TASKS TO COMPLETE:
a) In the Bangkok suit guide, who recommended the tailor Pinky to the writer?
b) Resume the Bangkok suit guide after its final sentence, writing a short passage in the same voice.

EXCERPTED TEXT:
-=-=-=-=-

Looking for a suit in Bangkok? Yes? Congratulations, you’ve come to the right place. No? This will be a pointless five minutes, but it’s your own time and I’m not here to judge.
Bangkok is both a mecca and a minefield for suits. There are tailors dotted all over the place, many offering unbelievable prices for a handmade garment. By all means go for the dirt cheap option if that floats your boat.
If you want something that won’t spontaneously combust or fall to ribbons halfway through a key event however, you need to expect to pay a little more – it will be worth it.
Where to go
Pinky. You should go to Pinky. Sorry if you were after a range of options but this is, after all, an idiot’s guide so let’s keep it simple. I’ve bought 100% of my (two) suits from there and they are both beautifully made, durable and high quality.
More important than my opinion: Pinky came recommended to me by two separate people who have actual style and know about suits.

-=-=-=-=-

GIVEN INFORMATION:
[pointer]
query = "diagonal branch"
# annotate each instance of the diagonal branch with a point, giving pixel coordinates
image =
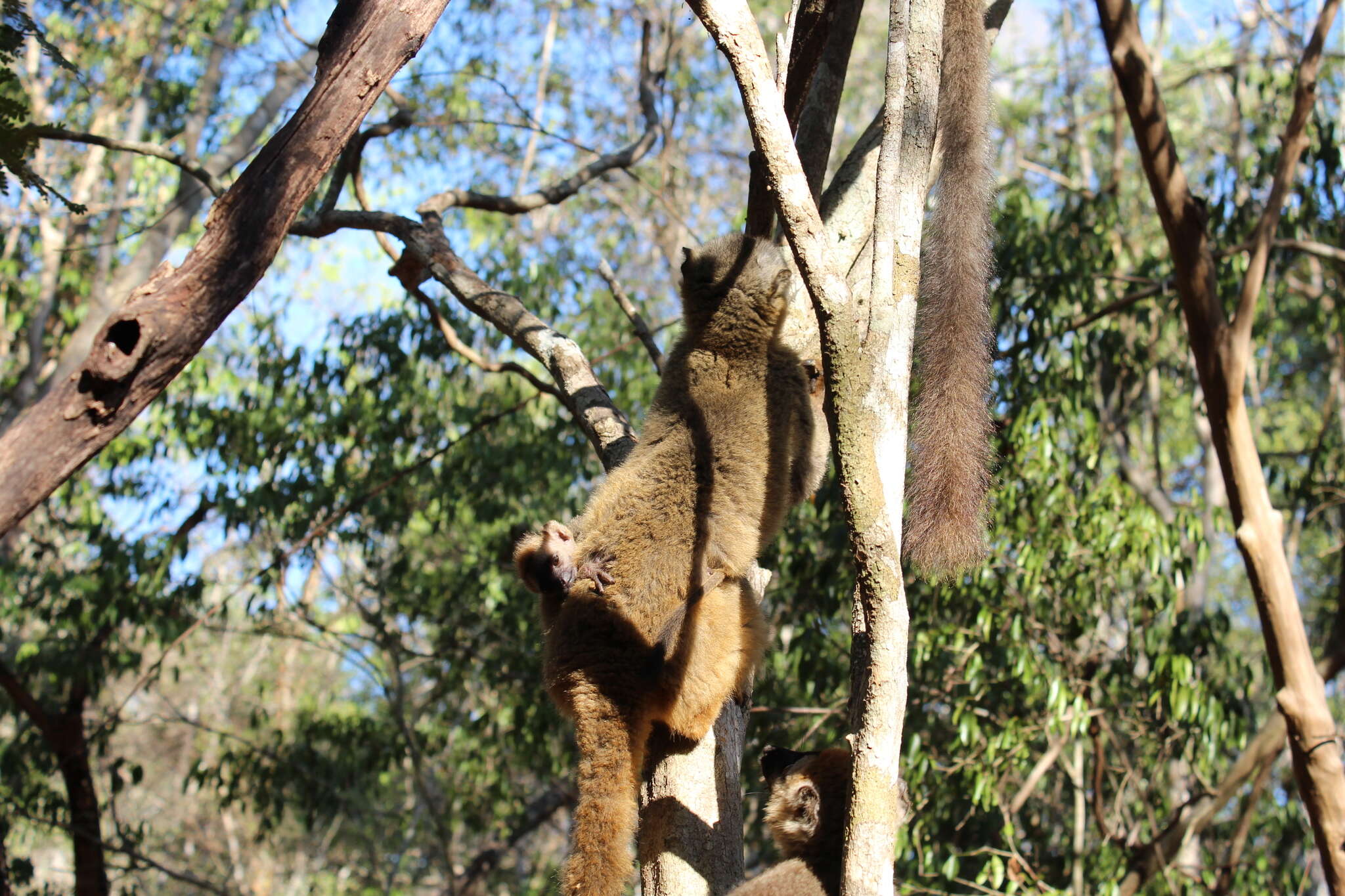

-=-=-=-=-

TASK RESULTS:
a) Two separate people who have actual style and know about suits.

b)
Also gaining bonus points: the second suit I bought was 4 years after the first. Not only did they still have my details and the details of the last suit I ordered, right down to the swatches – they also offered to re-size my old trousers for free as I am now somewhat more svelte than I was in 2014. I like that kind of service.
Pinky (they are better at suits than websites) is based in Ploenchit (here), which is beautifully central in Bangkok. It has been there since 1980 and looks every bit of those years from the outside, and also the inside, which is a rabbit warren of fabrics and assistants milling about.
The shop is split into 3 floors which correspond to the prices and quality of the wool. They have 3 tiers of price but are very open about what you get for your money. The cheapest tier won’t set you back much, but you might only get a few wears out of it. The mid tier is for unbranded but high quality material – my go to. There is a tier above this for the super fancy but to be honest the mid tier is more than sufficient.
How to order
The staff at Pinky are more than used to having clueless, non-Thai speaking men stumble, blinking, into their shop and shuffle around aimlessly until they are rescued and given a cold can of coke. Don’t worry if you hyperventilate a little. It’s normal to be scared.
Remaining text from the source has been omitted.